WHAT YOU SHOULD DO → The line that contains "In this exercise you will find the forest" and all lines following it to the end of the data below: set these down exactly, and nothing besides.

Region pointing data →
- - -
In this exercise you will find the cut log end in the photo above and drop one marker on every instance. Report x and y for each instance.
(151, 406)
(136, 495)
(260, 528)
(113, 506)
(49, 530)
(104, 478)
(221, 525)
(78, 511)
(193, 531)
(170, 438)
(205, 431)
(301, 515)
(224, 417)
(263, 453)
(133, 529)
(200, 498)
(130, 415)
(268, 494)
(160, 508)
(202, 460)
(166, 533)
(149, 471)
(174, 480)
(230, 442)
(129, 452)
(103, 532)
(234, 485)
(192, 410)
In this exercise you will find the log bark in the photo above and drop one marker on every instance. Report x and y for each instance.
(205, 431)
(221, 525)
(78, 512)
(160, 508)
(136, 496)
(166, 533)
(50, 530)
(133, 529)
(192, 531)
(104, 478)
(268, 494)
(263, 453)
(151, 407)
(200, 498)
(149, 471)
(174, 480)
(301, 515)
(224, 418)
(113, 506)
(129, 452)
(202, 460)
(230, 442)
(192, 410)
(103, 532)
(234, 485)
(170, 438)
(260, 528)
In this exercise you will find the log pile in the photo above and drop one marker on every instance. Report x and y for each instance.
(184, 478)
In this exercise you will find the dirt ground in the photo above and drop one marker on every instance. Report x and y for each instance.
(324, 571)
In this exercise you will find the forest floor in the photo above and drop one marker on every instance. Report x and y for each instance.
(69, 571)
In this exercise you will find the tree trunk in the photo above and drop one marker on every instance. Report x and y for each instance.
- - -
RESPONSE AREA →
In this exercise you will find the forest floor in the photo above and drop one marker on every instance. Report x and y for each instance.
(69, 571)
In this exercise you will find the tree trunk in the photo above and drop one marker on every instance. Report x and y for each instance.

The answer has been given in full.